Stated goal:
In the records below, copy out word for word everything from the line containing "If you could tag the man in" down to the line containing "(1233, 750)", with both of those lines included.

Information provided:

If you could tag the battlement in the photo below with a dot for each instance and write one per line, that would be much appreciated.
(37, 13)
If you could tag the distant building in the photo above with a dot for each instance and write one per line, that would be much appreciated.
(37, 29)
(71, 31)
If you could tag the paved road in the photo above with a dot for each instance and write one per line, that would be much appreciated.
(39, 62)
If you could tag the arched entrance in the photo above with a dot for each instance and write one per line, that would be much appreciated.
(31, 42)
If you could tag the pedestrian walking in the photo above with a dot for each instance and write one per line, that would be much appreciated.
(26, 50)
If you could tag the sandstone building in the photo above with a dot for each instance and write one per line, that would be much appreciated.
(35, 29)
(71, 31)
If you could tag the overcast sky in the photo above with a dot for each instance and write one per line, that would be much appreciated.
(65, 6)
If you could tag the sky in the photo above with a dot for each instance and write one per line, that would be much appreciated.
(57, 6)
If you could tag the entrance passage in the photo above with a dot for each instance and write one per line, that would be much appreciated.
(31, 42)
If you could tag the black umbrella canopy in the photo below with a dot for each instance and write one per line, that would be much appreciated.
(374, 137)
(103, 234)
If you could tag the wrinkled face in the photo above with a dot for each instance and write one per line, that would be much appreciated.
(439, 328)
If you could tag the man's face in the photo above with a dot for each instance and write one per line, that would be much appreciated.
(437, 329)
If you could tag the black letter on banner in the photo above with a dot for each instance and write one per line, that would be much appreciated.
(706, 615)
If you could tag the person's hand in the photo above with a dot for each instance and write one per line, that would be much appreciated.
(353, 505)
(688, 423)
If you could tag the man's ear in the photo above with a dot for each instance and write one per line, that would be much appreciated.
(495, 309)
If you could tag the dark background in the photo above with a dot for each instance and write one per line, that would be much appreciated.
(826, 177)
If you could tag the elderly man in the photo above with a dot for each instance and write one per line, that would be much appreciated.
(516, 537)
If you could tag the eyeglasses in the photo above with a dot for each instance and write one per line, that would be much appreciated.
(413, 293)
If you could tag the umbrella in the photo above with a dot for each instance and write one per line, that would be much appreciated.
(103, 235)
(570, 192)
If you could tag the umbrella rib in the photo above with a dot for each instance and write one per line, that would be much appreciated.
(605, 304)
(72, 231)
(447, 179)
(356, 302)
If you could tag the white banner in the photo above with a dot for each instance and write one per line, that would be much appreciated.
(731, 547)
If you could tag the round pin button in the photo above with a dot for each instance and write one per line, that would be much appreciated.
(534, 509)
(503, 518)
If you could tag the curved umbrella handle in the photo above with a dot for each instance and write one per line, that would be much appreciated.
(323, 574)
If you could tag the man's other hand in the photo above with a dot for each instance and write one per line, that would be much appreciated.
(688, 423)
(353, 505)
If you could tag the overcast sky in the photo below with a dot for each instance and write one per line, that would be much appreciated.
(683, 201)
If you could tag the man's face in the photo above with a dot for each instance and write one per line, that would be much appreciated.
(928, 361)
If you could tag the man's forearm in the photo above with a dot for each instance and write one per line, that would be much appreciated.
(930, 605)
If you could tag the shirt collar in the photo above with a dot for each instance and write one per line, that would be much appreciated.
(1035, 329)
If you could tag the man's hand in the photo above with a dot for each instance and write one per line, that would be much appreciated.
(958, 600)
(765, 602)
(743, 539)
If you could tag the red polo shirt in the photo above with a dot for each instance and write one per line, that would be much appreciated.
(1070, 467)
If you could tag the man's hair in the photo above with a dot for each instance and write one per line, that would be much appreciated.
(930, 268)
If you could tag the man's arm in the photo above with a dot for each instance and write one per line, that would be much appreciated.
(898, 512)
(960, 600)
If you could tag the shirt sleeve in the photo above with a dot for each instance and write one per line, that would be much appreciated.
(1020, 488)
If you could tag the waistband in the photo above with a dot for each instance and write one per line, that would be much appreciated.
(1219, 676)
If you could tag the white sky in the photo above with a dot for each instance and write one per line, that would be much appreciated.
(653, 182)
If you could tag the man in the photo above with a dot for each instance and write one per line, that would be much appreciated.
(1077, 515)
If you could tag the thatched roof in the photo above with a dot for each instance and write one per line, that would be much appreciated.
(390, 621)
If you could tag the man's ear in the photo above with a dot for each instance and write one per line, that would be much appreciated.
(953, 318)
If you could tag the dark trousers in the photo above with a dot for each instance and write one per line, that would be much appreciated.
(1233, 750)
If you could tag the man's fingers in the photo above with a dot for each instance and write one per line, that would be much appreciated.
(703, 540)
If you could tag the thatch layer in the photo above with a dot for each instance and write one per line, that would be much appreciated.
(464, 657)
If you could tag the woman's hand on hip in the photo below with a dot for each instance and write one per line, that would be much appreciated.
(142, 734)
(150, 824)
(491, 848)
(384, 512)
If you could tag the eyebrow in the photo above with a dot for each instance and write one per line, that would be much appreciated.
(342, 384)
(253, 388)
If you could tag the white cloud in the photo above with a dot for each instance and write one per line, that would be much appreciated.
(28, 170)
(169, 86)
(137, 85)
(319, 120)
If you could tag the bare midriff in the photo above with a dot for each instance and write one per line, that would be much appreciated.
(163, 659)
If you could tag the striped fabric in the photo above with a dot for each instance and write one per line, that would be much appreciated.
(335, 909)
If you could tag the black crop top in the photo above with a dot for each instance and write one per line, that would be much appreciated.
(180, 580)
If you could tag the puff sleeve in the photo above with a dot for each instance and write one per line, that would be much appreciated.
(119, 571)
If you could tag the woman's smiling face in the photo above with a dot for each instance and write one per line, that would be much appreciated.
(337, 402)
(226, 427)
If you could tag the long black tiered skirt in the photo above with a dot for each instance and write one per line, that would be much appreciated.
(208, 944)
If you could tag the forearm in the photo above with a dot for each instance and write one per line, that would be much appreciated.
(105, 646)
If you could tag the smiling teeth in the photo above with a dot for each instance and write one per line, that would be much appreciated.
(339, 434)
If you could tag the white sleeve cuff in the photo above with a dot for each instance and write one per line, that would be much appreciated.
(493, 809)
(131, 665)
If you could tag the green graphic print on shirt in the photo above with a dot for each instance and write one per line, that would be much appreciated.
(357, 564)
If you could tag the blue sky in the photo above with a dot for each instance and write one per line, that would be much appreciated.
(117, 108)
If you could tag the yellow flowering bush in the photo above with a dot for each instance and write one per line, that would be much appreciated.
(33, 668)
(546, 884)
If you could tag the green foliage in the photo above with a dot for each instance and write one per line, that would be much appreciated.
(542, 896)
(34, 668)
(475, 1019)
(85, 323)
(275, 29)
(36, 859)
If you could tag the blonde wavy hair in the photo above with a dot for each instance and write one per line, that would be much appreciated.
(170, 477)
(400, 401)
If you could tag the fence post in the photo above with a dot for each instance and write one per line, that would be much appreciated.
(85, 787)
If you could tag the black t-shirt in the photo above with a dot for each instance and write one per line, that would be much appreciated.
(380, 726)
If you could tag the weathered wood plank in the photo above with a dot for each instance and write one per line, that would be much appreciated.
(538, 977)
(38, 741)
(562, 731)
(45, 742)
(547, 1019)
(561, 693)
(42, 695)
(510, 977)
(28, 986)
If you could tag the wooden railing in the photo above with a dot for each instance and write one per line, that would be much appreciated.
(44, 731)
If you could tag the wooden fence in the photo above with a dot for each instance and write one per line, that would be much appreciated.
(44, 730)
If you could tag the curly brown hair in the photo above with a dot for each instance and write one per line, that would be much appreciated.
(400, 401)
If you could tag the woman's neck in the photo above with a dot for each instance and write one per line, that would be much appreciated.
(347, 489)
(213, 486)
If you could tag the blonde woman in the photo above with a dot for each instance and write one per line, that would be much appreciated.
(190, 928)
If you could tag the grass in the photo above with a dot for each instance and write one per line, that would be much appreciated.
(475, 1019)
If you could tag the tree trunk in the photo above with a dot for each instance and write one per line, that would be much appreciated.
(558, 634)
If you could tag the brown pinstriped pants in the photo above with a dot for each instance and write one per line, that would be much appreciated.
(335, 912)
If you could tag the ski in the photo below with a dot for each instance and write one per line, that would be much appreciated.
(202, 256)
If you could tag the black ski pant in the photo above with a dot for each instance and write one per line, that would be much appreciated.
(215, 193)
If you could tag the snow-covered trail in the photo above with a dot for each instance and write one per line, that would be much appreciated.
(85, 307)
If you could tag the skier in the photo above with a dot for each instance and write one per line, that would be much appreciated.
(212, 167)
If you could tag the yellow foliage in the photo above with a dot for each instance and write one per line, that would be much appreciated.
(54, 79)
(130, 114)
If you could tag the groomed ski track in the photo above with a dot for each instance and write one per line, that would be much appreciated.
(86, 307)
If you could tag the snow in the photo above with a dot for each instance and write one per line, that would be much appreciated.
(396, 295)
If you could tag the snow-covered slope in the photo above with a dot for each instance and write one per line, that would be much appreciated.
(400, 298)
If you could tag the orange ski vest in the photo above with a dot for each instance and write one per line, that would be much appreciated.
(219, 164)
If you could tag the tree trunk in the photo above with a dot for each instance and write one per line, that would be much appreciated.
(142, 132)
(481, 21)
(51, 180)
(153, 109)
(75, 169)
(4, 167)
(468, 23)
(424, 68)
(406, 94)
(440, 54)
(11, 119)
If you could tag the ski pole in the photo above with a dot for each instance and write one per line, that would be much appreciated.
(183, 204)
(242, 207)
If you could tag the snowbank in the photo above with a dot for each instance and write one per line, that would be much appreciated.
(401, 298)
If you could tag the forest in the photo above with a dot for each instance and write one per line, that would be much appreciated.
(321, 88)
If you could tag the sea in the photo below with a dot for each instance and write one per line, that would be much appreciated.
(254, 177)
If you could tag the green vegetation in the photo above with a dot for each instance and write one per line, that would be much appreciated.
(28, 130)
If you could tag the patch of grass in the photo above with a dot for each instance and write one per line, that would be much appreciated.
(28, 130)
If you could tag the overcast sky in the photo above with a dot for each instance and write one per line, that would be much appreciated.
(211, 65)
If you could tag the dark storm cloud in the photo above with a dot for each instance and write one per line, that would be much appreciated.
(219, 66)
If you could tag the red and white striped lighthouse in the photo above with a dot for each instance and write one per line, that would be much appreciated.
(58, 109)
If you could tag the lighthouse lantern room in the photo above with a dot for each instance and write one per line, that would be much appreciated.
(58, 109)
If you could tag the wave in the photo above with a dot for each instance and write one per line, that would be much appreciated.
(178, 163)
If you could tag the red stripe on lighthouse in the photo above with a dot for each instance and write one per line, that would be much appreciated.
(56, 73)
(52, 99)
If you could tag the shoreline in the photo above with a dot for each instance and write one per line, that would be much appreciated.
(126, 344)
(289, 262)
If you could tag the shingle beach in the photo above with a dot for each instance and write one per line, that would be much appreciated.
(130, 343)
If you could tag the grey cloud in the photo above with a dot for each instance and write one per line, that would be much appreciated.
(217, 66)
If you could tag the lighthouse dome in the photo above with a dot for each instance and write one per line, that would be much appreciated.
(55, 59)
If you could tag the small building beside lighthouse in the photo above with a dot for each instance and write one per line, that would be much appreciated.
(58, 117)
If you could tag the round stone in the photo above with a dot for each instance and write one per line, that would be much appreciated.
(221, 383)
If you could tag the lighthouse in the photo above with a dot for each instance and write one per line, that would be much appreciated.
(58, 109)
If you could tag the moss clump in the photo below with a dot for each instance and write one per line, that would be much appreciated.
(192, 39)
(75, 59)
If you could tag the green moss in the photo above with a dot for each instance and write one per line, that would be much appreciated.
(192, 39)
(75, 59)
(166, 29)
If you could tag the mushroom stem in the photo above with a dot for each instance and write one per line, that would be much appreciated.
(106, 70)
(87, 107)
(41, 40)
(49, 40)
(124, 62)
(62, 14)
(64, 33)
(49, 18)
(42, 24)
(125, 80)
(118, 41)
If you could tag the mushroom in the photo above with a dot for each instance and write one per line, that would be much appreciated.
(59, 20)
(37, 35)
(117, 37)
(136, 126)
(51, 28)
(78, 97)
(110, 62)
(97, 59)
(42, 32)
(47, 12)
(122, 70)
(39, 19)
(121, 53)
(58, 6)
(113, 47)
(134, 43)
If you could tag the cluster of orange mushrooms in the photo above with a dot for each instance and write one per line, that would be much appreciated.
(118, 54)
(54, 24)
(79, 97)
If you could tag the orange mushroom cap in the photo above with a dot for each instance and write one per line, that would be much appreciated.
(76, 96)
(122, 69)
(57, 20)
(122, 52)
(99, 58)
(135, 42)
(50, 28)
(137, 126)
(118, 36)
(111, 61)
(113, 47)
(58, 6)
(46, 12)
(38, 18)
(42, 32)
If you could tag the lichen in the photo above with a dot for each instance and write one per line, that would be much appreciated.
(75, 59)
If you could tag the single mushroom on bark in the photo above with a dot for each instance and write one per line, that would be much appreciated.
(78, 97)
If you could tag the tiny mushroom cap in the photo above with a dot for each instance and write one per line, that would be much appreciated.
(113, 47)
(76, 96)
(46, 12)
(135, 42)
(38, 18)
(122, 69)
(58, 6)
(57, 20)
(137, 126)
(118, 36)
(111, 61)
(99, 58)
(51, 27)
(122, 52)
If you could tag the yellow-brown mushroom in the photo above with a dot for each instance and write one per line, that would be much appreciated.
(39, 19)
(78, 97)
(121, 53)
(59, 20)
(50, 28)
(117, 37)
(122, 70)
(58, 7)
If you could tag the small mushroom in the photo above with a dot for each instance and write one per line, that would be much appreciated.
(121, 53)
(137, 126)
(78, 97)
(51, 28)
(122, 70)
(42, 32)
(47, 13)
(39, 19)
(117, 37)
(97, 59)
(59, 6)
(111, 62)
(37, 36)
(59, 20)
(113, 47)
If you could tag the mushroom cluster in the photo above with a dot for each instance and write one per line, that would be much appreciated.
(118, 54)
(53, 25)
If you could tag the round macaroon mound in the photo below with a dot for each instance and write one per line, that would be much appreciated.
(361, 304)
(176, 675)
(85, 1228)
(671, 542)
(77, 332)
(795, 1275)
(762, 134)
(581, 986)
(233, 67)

Solution to the problem:
If you could tag the man in the photo above with a dot for each instance and write one per line, that would be much appreciated.
(1077, 515)
If you could tag the thatched roof in the photo above with a dot for each instance and write one per line, that would be much appreciated.
(390, 621)
If you could tag the man's ear in the photo above with a dot for each instance and write one per line, that would be much appreciated.
(953, 318)
If you could tag the dark trousers in the photo above with a dot for each instance and write one per line, that would be much appreciated.
(1233, 750)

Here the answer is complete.